**Yazılı Problem**: Aşağıdaki kayıtların "target: trimmed shrub" içeren satırla açılıp "POLYGON ((290 321, 288" içeren satırla kapanan kısmını, iki uç da dahil olmak üzere, her kayıt için bir satır içeren iki sütunlu bir CSV olarak ifade et. Sütunlar "metin" ve "yanıt" olsun; her biri tırnak içinde tek bir alanda yer alsın ve satır sonları boşluğa çevrilsin.

**Sağlanan Malzeme**:
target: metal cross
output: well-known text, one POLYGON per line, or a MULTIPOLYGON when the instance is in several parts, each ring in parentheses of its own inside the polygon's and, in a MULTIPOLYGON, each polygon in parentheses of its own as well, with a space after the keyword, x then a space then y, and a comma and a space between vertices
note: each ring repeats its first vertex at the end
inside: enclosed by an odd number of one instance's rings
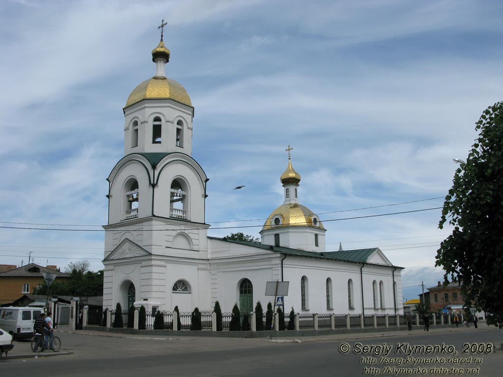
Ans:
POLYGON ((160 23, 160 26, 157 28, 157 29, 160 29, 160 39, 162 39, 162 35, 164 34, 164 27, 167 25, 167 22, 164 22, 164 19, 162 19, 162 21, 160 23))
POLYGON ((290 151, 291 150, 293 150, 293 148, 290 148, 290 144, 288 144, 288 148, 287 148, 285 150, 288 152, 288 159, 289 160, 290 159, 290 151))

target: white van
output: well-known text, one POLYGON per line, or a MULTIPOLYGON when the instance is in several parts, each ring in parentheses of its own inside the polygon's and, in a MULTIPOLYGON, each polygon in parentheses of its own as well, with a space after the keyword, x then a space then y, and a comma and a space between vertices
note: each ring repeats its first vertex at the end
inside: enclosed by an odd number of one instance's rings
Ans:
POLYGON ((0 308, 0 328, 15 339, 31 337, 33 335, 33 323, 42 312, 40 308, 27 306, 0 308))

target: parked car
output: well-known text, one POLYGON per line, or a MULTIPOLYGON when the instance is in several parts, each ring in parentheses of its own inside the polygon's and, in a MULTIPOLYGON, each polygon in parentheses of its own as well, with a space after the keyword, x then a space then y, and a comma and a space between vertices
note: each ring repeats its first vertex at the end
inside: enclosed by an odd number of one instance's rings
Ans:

==

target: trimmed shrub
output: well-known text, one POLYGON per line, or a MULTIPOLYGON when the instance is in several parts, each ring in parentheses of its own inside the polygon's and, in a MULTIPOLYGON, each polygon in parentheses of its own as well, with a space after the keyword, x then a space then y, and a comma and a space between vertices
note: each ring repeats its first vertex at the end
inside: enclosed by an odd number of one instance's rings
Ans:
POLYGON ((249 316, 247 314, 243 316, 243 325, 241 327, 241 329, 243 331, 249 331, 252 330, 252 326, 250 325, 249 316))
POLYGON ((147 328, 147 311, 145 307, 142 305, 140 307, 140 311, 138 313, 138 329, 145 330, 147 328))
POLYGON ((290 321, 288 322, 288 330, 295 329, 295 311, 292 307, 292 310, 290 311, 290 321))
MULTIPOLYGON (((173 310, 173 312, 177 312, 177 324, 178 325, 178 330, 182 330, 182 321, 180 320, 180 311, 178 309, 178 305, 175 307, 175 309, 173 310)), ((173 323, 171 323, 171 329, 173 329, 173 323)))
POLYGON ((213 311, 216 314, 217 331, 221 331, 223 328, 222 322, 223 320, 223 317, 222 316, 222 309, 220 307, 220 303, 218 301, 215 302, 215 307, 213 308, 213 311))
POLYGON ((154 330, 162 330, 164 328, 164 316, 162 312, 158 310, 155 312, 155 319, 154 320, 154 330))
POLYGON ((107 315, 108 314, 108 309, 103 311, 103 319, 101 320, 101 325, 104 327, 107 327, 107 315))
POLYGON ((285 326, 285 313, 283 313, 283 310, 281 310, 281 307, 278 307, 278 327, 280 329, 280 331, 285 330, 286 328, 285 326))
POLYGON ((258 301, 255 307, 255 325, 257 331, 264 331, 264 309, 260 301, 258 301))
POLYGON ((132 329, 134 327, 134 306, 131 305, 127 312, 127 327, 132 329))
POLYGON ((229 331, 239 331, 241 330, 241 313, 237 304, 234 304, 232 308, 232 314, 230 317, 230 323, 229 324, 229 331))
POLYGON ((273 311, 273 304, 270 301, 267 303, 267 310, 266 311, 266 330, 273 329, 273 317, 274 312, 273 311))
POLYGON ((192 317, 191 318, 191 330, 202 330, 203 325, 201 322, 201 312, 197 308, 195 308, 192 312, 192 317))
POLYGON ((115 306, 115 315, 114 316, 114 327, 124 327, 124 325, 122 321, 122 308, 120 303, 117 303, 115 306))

**Yazılı Yanıt**:
metin,yanıt
"target: trimmed shrub output: well-known text, one POLYGON per line, or a MULTIPOLYGON when the instance is in several parts, each ring in parentheses of its own inside the polygon's and, in a MULTIPOLYGON, each polygon in parentheses of its own as well, with a space after the keyword, x then a space then y, and a comma and a space between vertices note: each ring repeats its first vertex at the end inside: enclosed by an odd number of one instance's rings Ans:","POLYGON ((249 316, 247 314, 243 316, 243 325, 241 327, 241 329, 243 331, 249 331, 252 330, 252 326, 250 325, 249 316)) POLYGON ((147 328, 147 311, 145 307, 142 305, 140 307, 140 311, 138 313, 138 329, 145 330, 147 328)) POLYGON ((290 321, 288 322, 288 330, 295 329, 295 311, 292 307, 292 310, 290 311, 290 321))"